Objective: Pull every line from the data below that contains the string "maroon". Case matters, so only lines with that same capitalization count.

Material supplied:
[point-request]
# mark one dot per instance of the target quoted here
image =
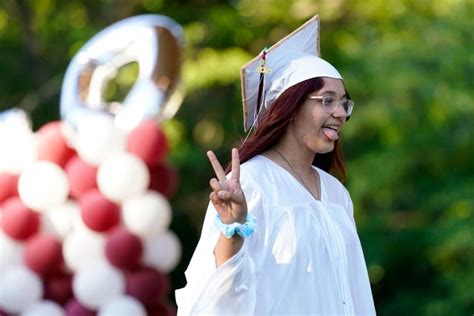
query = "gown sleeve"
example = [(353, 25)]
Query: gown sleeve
[(230, 288)]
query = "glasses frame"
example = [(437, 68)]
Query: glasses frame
[(322, 99)]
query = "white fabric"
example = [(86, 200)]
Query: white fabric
[(298, 69), (304, 258)]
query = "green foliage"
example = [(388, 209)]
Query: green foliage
[(409, 146)]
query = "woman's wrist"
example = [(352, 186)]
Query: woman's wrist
[(243, 229)]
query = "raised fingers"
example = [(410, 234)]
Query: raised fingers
[(215, 186), (235, 164), (219, 171)]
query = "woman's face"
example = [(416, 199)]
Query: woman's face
[(314, 126)]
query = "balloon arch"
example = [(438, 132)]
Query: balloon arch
[(84, 204)]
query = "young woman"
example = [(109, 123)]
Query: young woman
[(279, 236)]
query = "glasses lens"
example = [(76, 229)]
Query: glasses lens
[(348, 106)]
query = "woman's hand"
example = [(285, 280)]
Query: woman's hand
[(227, 195)]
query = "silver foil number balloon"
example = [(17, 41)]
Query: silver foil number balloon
[(155, 42)]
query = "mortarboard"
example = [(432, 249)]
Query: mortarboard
[(294, 59)]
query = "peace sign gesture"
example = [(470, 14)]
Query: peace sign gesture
[(227, 195)]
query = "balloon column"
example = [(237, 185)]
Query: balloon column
[(83, 202)]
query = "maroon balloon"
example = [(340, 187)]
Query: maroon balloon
[(8, 186), (18, 221), (82, 177), (74, 308), (147, 284), (123, 249), (164, 179), (52, 144), (148, 142), (43, 254), (58, 288), (98, 213)]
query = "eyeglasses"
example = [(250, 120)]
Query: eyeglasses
[(330, 103)]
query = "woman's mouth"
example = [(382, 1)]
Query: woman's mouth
[(331, 131)]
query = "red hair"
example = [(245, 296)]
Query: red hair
[(273, 124)]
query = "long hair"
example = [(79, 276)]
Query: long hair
[(274, 123)]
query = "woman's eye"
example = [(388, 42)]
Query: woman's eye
[(345, 104), (328, 101)]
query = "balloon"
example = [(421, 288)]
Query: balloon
[(98, 213), (159, 308), (82, 176), (148, 142), (146, 214), (18, 221), (93, 286), (154, 42), (52, 144), (74, 308), (83, 248), (44, 308), (11, 252), (163, 179), (97, 138), (123, 249), (122, 176), (43, 185), (20, 288), (59, 220), (43, 254), (162, 251), (147, 284), (58, 288), (17, 142), (8, 186), (122, 305)]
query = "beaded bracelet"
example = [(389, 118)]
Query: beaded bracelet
[(243, 230)]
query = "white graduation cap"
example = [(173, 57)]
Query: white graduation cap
[(292, 60)]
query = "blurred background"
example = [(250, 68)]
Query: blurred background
[(409, 147)]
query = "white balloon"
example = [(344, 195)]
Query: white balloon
[(122, 305), (44, 308), (83, 248), (43, 185), (122, 176), (147, 214), (97, 138), (94, 286), (11, 252), (19, 288), (60, 220), (162, 251), (17, 141)]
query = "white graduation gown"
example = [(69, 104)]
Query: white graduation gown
[(304, 258)]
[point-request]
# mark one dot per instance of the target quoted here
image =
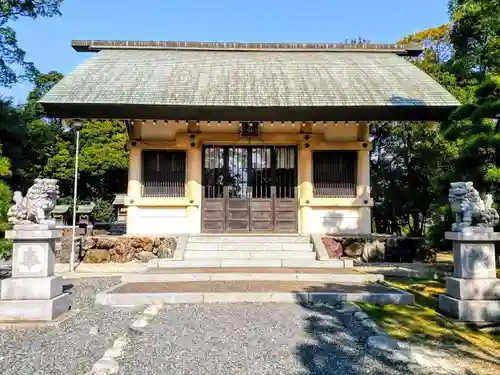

In response:
query = "maroon balloon"
Query: maroon balloon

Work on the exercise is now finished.